What you have to do:
Omit the images, then output each of the records below exactly.

Material for this task:
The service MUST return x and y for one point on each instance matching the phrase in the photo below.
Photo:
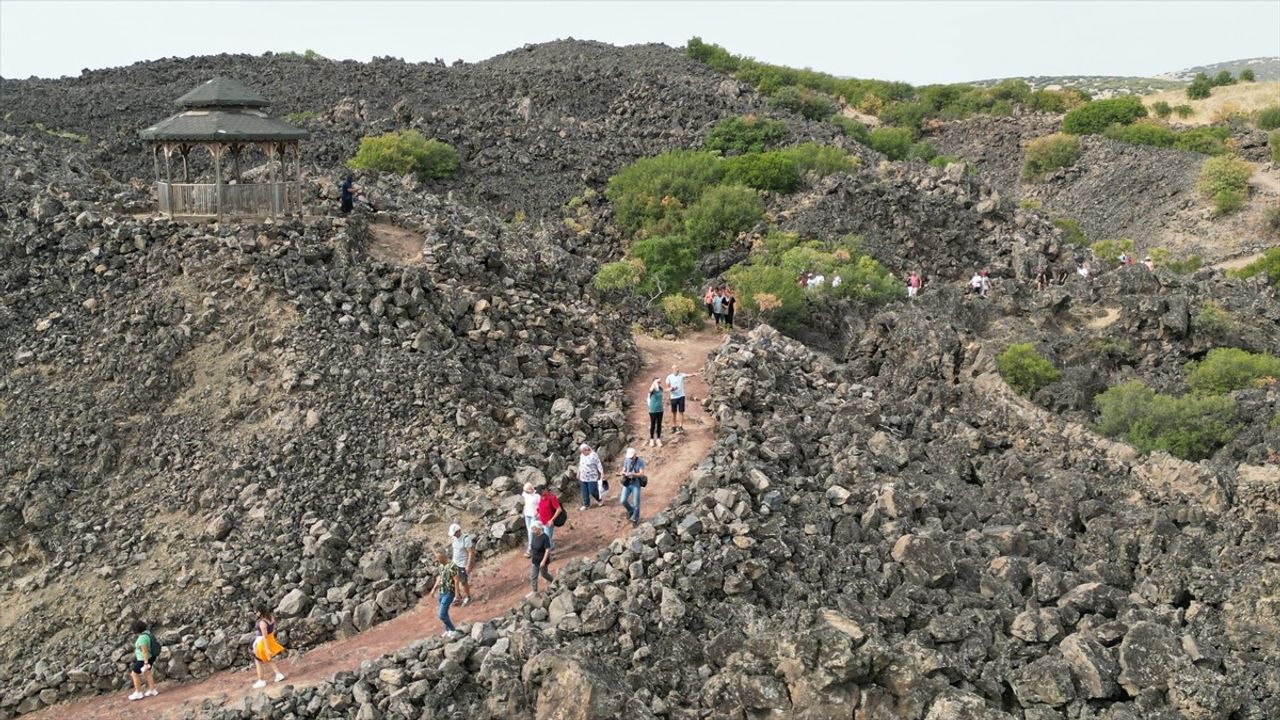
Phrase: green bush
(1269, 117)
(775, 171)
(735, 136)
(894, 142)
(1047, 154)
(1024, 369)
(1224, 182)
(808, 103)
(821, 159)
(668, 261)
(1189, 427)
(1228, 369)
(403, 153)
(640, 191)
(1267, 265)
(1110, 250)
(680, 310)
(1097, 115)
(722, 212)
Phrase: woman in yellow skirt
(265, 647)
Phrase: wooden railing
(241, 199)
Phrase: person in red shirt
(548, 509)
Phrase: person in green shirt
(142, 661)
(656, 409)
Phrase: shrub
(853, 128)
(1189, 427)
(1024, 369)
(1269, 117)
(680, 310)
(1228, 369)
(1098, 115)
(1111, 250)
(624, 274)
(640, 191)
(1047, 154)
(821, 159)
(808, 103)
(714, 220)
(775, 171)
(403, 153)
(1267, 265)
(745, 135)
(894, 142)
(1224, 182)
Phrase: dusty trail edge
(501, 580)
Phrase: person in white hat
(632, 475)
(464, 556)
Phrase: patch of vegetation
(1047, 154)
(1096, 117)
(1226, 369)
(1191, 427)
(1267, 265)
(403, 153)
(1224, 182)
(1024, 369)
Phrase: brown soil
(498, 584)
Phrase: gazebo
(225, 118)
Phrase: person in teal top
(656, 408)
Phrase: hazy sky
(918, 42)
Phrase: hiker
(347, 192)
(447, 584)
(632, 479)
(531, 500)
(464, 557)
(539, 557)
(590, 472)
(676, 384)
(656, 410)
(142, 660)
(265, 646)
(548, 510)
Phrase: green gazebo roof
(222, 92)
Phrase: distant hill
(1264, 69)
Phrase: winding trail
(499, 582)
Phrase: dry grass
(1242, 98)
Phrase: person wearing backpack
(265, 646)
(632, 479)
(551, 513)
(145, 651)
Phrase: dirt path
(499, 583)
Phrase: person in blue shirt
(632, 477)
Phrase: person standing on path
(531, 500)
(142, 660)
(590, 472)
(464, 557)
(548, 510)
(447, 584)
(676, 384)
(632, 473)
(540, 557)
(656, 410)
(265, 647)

Written response:
The service MUST return x and y for one point on each instance matching the phrase in the photo below.
Photo:
Phrase: green bush
(1269, 117)
(775, 171)
(735, 136)
(894, 142)
(1047, 154)
(1024, 369)
(1224, 182)
(808, 103)
(821, 159)
(668, 261)
(1189, 427)
(1228, 369)
(403, 153)
(640, 191)
(1267, 265)
(1110, 250)
(680, 310)
(1097, 115)
(722, 212)
Phrase: woman in yellow skirt
(265, 647)
Phrase: wooden railing
(241, 199)
Phrase: person in red shirt
(548, 509)
Phrase: person in green shirt
(142, 661)
(656, 409)
Phrase: shrub
(853, 128)
(1189, 427)
(1024, 369)
(1269, 117)
(680, 310)
(1228, 369)
(1098, 115)
(1111, 250)
(624, 274)
(640, 191)
(1047, 154)
(821, 159)
(808, 103)
(714, 220)
(775, 171)
(403, 153)
(1267, 265)
(745, 135)
(894, 142)
(1224, 182)
Phrase: dusty trail edge
(501, 580)
Phrase: person in white hat
(632, 475)
(464, 556)
Phrase: patch of vegetation
(1047, 154)
(1096, 117)
(1226, 369)
(1191, 427)
(1267, 265)
(403, 153)
(1224, 182)
(1024, 369)
Phrase: brown soil
(498, 584)
Phrase: gazebo
(225, 118)
Phrase: person in teal top
(656, 408)
Phrase: hazy sky
(918, 42)
Phrase: hiker
(347, 192)
(447, 584)
(632, 479)
(531, 500)
(464, 557)
(539, 557)
(590, 472)
(676, 384)
(656, 410)
(142, 660)
(265, 646)
(548, 510)
Phrase: green gazebo roof
(222, 92)
Phrase: distant hill
(1264, 69)
Phrase: winding trail
(499, 582)
Phrase: dry grass
(1242, 98)
Phrase: person wearing backpack
(265, 646)
(632, 479)
(551, 513)
(145, 651)
Phrase: dirt path
(499, 583)
Phrase: person in blue shirt
(632, 477)
Phrase: person standing on path
(531, 500)
(142, 660)
(590, 472)
(464, 557)
(548, 510)
(447, 584)
(676, 384)
(632, 473)
(540, 557)
(656, 410)
(265, 647)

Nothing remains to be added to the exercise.